## TASK STATEMENT
The records that follow must be repeated exactly as they stand.

## PROVIDED DATA
···
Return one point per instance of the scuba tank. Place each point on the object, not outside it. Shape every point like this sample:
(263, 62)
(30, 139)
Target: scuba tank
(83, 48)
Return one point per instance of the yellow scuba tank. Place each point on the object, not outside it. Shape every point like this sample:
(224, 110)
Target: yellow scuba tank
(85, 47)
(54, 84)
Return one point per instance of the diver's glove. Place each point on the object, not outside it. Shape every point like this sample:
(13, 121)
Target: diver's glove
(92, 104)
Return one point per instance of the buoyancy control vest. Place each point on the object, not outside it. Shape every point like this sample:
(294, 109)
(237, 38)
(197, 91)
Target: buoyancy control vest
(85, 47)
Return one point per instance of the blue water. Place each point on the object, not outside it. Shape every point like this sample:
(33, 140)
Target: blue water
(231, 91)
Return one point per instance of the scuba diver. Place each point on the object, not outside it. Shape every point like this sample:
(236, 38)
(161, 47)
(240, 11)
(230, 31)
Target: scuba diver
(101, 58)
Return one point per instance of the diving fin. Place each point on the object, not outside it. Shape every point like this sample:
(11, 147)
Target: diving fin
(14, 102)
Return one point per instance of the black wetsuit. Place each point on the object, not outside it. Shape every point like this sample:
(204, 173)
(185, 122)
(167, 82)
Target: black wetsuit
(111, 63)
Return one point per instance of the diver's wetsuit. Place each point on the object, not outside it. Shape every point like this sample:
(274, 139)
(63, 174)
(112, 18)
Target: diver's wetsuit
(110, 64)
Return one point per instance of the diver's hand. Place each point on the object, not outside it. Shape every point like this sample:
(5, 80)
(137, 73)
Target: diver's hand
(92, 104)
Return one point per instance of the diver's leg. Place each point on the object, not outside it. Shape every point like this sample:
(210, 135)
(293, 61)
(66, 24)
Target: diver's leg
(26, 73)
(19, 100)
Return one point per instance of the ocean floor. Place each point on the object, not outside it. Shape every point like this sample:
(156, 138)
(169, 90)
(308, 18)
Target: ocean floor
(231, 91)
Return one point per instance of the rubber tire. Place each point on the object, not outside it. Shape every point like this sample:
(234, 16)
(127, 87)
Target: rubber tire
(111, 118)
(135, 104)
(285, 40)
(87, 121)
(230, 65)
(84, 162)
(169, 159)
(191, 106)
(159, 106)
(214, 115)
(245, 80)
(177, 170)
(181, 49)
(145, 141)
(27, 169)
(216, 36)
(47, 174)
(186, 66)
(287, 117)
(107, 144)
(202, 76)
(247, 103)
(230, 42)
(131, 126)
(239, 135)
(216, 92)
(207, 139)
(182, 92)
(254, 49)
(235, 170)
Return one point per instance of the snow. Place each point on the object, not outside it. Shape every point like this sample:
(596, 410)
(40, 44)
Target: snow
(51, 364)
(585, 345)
···
## FINISHED EXERCISE
Return one point per instance of the scuba tank. Place each point on the object, not outside it. Shape every point like this sample:
(263, 62)
(30, 139)
Target: scuba tank
(83, 48)
Return one point per instance of the yellow scuba tank. Place each point on the object, not outside it. Shape every point like this sample:
(224, 110)
Target: yellow scuba tank
(85, 47)
(54, 84)
Return one point per instance of the diver's glove. Place each point on the object, not outside it. Shape every point like this sample:
(13, 121)
Target: diver's glove
(92, 104)
Return one point per instance of the buoyancy control vest. Place each point on the object, not outside it. Shape every point like this sample:
(294, 109)
(237, 38)
(197, 91)
Target: buoyancy control vest
(85, 47)
Return one point per instance of the blue water. Place each point on the object, not outside it. Shape every point like this sample:
(33, 140)
Target: blue water
(231, 91)
Return one point per instance of the scuba diver. Place each point on the object, not outside it. Shape every point like this sample:
(236, 38)
(161, 47)
(240, 11)
(230, 31)
Target: scuba diver
(101, 58)
Return one point per instance of the diving fin. Place each point on the object, not outside it. Shape every point like this sample:
(11, 147)
Target: diving fin
(14, 102)
Return one point per instance of the black wetsuit. Place each point on the object, not outside it. Shape every point like this sample:
(204, 173)
(185, 122)
(167, 82)
Target: black wetsuit
(111, 63)
Return one point per instance of the diver's wetsuit. Place each point on the object, not outside it. Shape every point like this sample:
(274, 139)
(63, 174)
(112, 18)
Target: diver's wetsuit
(110, 64)
Return one point per instance of the diver's hand. Place each point on the object, not outside it. Shape every point like this sample:
(5, 80)
(137, 73)
Target: diver's hand
(92, 104)
Return one point per instance of the diver's leg. Place each point on the object, not outside it. Shape every point like this sample:
(210, 135)
(293, 61)
(66, 24)
Target: diver's leg
(26, 73)
(19, 100)
Return one point per instance of the ocean floor. Place each point on the object, not outside it. Shape every point like this sample:
(156, 138)
(169, 90)
(308, 18)
Target: ocean floor
(231, 91)
Return one point per instance of the rubber tire. Place each point on the object, not outside it. Shape every point like this sample:
(234, 16)
(127, 87)
Target: rubber tire
(111, 118)
(135, 104)
(285, 40)
(87, 121)
(230, 65)
(84, 162)
(169, 159)
(191, 106)
(159, 106)
(214, 115)
(245, 80)
(177, 170)
(181, 49)
(145, 141)
(27, 169)
(216, 36)
(47, 174)
(186, 66)
(287, 117)
(107, 144)
(202, 76)
(247, 103)
(230, 42)
(131, 126)
(239, 135)
(216, 92)
(207, 139)
(182, 92)
(254, 49)
(235, 170)
Return one point per instance of the snow. Place each point on the object, not outside it. Shape every point like this sample:
(596, 410)
(40, 44)
Target: snow
(51, 364)
(585, 345)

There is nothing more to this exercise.